(What is needed)
Once you have read the entries below, write them all out again exactly.

(Information given)
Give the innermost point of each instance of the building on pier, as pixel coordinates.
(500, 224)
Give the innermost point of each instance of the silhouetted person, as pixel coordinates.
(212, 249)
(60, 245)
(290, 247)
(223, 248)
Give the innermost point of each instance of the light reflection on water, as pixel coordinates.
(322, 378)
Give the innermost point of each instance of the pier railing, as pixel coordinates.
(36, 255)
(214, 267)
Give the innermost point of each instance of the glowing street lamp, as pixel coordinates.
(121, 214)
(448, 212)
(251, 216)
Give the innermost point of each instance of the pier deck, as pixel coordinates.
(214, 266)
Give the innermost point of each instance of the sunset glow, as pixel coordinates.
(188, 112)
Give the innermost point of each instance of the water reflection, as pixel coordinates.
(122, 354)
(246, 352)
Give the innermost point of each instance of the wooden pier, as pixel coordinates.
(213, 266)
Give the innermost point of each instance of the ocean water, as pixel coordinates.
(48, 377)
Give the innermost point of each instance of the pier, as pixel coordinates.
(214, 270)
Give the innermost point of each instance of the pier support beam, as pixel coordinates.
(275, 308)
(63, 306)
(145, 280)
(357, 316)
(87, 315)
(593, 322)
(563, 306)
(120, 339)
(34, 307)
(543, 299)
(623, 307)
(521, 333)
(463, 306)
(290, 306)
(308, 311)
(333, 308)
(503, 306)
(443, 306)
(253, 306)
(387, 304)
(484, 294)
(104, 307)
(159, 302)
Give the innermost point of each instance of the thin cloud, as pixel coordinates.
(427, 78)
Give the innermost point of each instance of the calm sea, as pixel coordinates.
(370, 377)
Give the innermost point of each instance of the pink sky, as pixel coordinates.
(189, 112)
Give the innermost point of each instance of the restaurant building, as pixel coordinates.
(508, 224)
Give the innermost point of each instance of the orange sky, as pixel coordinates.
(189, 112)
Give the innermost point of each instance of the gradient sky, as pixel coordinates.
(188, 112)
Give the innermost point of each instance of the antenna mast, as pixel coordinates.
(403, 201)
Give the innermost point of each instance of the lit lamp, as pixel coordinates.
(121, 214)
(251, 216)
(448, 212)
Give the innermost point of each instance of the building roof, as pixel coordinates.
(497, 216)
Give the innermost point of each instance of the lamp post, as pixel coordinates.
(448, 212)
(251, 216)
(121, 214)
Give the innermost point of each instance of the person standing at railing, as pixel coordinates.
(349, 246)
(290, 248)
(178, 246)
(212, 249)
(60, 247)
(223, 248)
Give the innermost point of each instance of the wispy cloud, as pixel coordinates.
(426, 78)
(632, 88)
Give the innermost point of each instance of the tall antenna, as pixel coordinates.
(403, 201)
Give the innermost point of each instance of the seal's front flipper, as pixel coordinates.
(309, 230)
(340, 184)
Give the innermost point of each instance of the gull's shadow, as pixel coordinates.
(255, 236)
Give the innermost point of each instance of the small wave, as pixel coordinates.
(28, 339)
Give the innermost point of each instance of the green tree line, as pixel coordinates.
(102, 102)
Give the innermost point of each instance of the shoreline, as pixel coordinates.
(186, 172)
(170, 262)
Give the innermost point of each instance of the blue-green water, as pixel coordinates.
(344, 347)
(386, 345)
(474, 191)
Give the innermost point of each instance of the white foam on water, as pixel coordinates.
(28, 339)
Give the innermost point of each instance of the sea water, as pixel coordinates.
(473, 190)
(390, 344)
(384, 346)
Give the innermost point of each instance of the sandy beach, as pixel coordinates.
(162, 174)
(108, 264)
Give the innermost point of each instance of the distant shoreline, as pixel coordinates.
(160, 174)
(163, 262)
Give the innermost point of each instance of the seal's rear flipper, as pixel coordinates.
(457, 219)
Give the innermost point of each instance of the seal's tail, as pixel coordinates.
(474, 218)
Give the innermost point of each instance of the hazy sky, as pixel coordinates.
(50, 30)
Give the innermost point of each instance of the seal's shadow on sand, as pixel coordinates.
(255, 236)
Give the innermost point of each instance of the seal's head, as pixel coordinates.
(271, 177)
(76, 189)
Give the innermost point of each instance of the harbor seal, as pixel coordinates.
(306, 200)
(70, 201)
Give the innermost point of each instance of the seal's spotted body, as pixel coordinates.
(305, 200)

(Output of the exercise)
Give the innermost point of each instance of the building on pier, as pixel coordinates.
(500, 224)
Give the innermost point of each instance of the silhouetted person, as pixel coordinates.
(212, 249)
(60, 245)
(290, 247)
(223, 248)
Give the innermost point of each instance of the light reflection on water, as pixel coordinates.
(322, 378)
Give the innermost point of each instance of the pier railing, as pixel coordinates.
(36, 255)
(214, 267)
Give the innermost point of each instance of the glowing street lamp, as pixel coordinates.
(121, 214)
(448, 212)
(251, 216)
Give the innermost point of each instance of the pier deck, as pixel coordinates.
(214, 266)
Give the innermost point of each instance of the sunset glow, as pixel coordinates.
(188, 112)
Give the innermost point of each instance of the water reflection, as pixel coordinates.
(122, 354)
(246, 352)
Give the innermost point of each instance of the wooden pier, as pixel coordinates.
(213, 266)
Give the innermost point of each instance of the ocean water, as pixel coordinates.
(48, 377)
Give the innermost point of each instance of the pier, as pixel coordinates.
(214, 270)
Give the innermost point of each instance of the pier support beam, as pixel coordinates.
(275, 308)
(63, 306)
(145, 280)
(357, 316)
(87, 315)
(593, 322)
(563, 306)
(120, 339)
(34, 307)
(543, 299)
(623, 307)
(521, 333)
(463, 306)
(290, 306)
(308, 311)
(333, 308)
(503, 306)
(443, 306)
(253, 306)
(387, 304)
(484, 294)
(104, 307)
(159, 302)
Give the innermost point of each instance of the thin cloud, as pixel coordinates.
(427, 78)
Give the innermost point of each instance of the calm sea, as pixel coordinates.
(370, 377)
Give the innermost point of each instance of the pink sky, as pixel coordinates.
(189, 112)
Give the innermost point of each instance of the restaurant building, as pixel coordinates.
(508, 224)
Give the innermost point of each instance of the orange sky, as pixel coordinates.
(189, 112)
Give the innermost point of each instance of the gradient sky, as pixel coordinates.
(188, 112)
Give the innermost point of each instance of the antenna mast, as pixel coordinates.
(403, 201)
Give the innermost point of each instance of the lit lamp, as pixel coordinates.
(121, 214)
(251, 216)
(448, 212)
Give the innermost point of each instance of the building roof, as pixel coordinates.
(497, 216)
Give the innermost point of each instance of the lamp post, as pixel coordinates.
(448, 212)
(251, 216)
(121, 214)
Give the innermost point of each instance of the person standing at railing, as pixel coordinates.
(349, 246)
(290, 248)
(178, 246)
(212, 249)
(60, 247)
(223, 248)
Give the innermost point of each instance of the wispy cloud, as pixel coordinates.
(426, 78)
(632, 88)
Give the innermost point of each instance of the tall antenna, as pixel coordinates.
(403, 201)
Give the innermost point of each instance of the seal's front flipper, as pixel coordinates.
(309, 230)
(340, 184)
Give the innermost point of each instance of the gull's shadow, as pixel coordinates.
(255, 236)
Give the innermost point of each instance of the small wave, as pixel coordinates.
(28, 339)
Give the innermost point of each instance of the green tree line, as pixel coordinates.
(102, 102)
Give the innermost point of each instance of the shoreline, as pixel coordinates.
(186, 172)
(170, 262)
Give the innermost point of each instance of the blue-green water, as pixel coordinates.
(344, 347)
(386, 345)
(474, 191)
Give the innermost point of each instance of the white foam on water, as pixel coordinates.
(28, 339)
Give the innermost point of each instance of the sea water, as pixel coordinates.
(473, 190)
(390, 344)
(384, 346)
Give the innermost point of each instance of the sandy beach, as pixel coordinates.
(162, 174)
(108, 264)
Give the innermost point of each instance of the distant shoreline, as pixel coordinates.
(160, 174)
(163, 262)
Give the innermost point of each instance of the seal's rear flipper, as pixel coordinates.
(457, 219)
Give the innermost point of each instance of the seal's tail, as pixel coordinates.
(474, 218)
Give the innermost point of each instance of the hazy sky, as pixel coordinates.
(50, 30)
Give the innermost point of each instance of the seal's shadow on sand, as pixel coordinates.
(255, 236)
Give the innermost point of each instance of the seal's head, as pixel coordinates.
(271, 177)
(76, 189)
Give the innermost point of each instance of the harbor seal, as pixel coordinates.
(306, 200)
(70, 201)
Give the innermost point of each instance of the seal's spotted body, as pixel coordinates.
(305, 200)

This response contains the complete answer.